All of the records should be given again verbatim.

__DATA PROVIDED__
____

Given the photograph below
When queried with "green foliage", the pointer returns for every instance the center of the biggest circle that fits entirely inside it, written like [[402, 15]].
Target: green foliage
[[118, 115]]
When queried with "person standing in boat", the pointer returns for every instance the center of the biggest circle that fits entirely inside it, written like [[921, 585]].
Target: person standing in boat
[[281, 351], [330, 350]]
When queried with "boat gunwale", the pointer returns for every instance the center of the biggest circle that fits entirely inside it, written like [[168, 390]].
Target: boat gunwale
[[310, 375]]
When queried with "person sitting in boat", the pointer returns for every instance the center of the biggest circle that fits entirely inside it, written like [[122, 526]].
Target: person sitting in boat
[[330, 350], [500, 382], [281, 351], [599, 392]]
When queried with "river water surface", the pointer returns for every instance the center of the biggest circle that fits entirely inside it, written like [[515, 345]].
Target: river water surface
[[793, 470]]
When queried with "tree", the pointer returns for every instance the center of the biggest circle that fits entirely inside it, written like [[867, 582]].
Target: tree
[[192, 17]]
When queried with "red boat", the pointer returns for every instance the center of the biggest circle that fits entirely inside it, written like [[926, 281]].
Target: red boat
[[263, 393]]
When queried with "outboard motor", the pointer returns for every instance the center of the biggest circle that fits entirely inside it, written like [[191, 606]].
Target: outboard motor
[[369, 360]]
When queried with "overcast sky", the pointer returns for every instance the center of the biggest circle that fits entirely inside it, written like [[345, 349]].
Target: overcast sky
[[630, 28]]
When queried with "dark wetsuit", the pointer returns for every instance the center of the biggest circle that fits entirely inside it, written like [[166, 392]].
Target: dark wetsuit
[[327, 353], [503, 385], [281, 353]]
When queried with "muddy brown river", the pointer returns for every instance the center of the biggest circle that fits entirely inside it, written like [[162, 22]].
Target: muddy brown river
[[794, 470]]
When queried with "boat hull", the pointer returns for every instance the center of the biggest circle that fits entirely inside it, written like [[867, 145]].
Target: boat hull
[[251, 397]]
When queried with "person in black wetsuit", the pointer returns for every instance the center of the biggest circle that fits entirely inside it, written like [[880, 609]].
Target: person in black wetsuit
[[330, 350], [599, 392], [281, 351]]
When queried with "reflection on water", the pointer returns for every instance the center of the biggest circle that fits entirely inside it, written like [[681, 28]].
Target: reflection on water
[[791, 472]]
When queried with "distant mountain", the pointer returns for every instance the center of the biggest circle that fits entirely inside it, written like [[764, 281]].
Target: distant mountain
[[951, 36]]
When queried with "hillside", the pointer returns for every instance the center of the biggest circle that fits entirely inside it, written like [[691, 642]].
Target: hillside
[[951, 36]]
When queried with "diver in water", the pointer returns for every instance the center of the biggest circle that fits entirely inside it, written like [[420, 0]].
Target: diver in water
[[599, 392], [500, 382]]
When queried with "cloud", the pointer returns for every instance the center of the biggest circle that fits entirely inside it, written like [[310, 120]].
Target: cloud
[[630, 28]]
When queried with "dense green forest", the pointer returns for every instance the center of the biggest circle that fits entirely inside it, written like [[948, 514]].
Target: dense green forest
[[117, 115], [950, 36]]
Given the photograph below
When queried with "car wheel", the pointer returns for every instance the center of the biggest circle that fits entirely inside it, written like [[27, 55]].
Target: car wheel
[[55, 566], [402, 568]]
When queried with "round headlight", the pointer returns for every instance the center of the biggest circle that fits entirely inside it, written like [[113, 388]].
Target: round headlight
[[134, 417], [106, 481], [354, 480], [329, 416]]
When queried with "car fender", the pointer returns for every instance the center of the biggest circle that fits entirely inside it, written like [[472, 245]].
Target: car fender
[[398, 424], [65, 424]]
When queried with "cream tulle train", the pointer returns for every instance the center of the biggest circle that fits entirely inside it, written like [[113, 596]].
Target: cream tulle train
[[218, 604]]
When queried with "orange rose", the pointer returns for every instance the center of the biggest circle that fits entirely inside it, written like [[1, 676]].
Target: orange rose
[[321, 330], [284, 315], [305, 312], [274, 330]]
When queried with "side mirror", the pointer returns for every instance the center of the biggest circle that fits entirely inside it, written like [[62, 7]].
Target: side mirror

____

__ANSWER FOR THIS EXERCISE__
Given the photograph below
When queried with "green foliage", the pointer returns for every instance the center of the biggest circle that fits entirely inside it, written like [[402, 15]].
Target: green foliage
[[118, 115]]
When queried with "person standing in boat", the pointer returns for every instance the center of the biggest circle that fits entirely inside it, written like [[921, 585]].
Target: person standing in boat
[[281, 351], [330, 350]]
When queried with "boat gunwale", the pointer returns for every instance the center of the biggest circle that fits entirely inside it, written like [[168, 390]].
Target: boat gunwale
[[310, 375]]
When queried with "person sitting in boat", the pointer returns for every instance the center of the biggest circle that fits entirely inside it, written like [[122, 526]].
Target: person sitting in boat
[[330, 350], [500, 382], [281, 351], [599, 392]]
When queried with "river water surface", the pointer returns for every instance the center of the biggest circle that fits entirely inside it, written like [[515, 345]].
Target: river water surface
[[793, 470]]
When queried with "tree", the pointer returns for every instance the center of the biggest circle that fits entirely inside it, written like [[867, 582]].
Target: tree
[[192, 17]]
When queried with "red boat", the pointer returns for every instance the center of the biggest circle that fits entirely inside it, written like [[926, 281]].
Target: red boat
[[263, 393]]
When queried with "outboard motor", the pointer returns for every instance the center of the biggest circle that fits entirely inside it, written like [[191, 606]].
Target: outboard motor
[[369, 360]]
When queried with "overcast sky", the pointer returns for every instance the center of the biggest circle that fits entirely inside it, written like [[345, 349]].
Target: overcast sky
[[630, 28]]
When queried with "dark wetsuit", the pointer returns for every instance the center of the biggest circle that fits entirely inside it, written like [[166, 392]].
Target: dark wetsuit
[[327, 353], [503, 385], [281, 353]]
When queried with "muddy brown river", the pointer returns for every instance the center of the biggest circle that fits entirely inside it, written like [[162, 22]].
Target: muddy brown river
[[794, 470]]
When queried with "boat hull", the pointer returns for every instance the center of the biggest circle that fits entirely inside it, written like [[867, 145]].
Target: boat hull
[[251, 397]]
When queried with "person in black wetsuit", the pointer returns for every instance the center of the biggest circle that fits entirely inside it, written like [[880, 609]].
Target: person in black wetsuit
[[330, 350], [599, 392], [281, 351]]
When queried with "reflection on water", the pointer returns for every instance the center of the biggest circle that fits entirely inside it, written like [[681, 28]].
Target: reflection on water
[[791, 472]]
When queried with "distant mountain", the pointer returns for every instance the center of the biggest circle that fits entirely inside it, written like [[764, 281]].
Target: distant mountain
[[951, 36]]
When queried with "hillside", the pointer returns for every instance the center of the biggest circle that fits entirely inside it, written like [[691, 642]].
Target: hillside
[[951, 36]]
When queried with "diver in water", the pointer returns for every instance the center of the biggest circle that fits entirely inside it, written like [[420, 0]].
Target: diver in water
[[599, 392], [500, 382]]
When queried with "cloud", the pointer returns for every instance the center of the biggest circle that fits entirely inside it, written like [[310, 120]].
Target: cloud
[[630, 28]]
When queried with "dense green forest", the pointer returns for every instance the center of the biggest circle that fits entirely inside it, written like [[948, 514]].
Target: dense green forest
[[117, 115], [950, 36]]
Given the photograph below
When queried with "car wheel", the pointer returns for every instance the center of the biggest circle that fits entirely inside it, written like [[27, 55]].
Target: car wheel
[[55, 566], [402, 568]]
When queried with "round headlight", the pointer returns for every instance the center of the biggest circle that fits entirely inside it, written like [[113, 388]].
Target: round headlight
[[134, 417], [106, 481], [354, 480], [329, 416]]
When queried with "car fender", the pointer returns for every instance the center of the biggest circle that fits entirely inside it, written like [[472, 245]].
Target: car fender
[[398, 424], [65, 424]]
When queried with "cream tulle train", the pointer returns for every instance the center of the biggest circle that fits entirely inside it, written like [[113, 596]].
Target: cream tulle train
[[218, 604]]
When queried with "orange rose", the pointer returns for every instance the center of the biggest circle that fits entirely inside it, written like [[1, 676]].
Target: orange rose
[[321, 330], [284, 315], [305, 312], [274, 330]]
When queried with "side mirror", the pointer returns for every instance the center of the biggest circle that fits entirely inside it, written like [[62, 7]].
Target: side mirror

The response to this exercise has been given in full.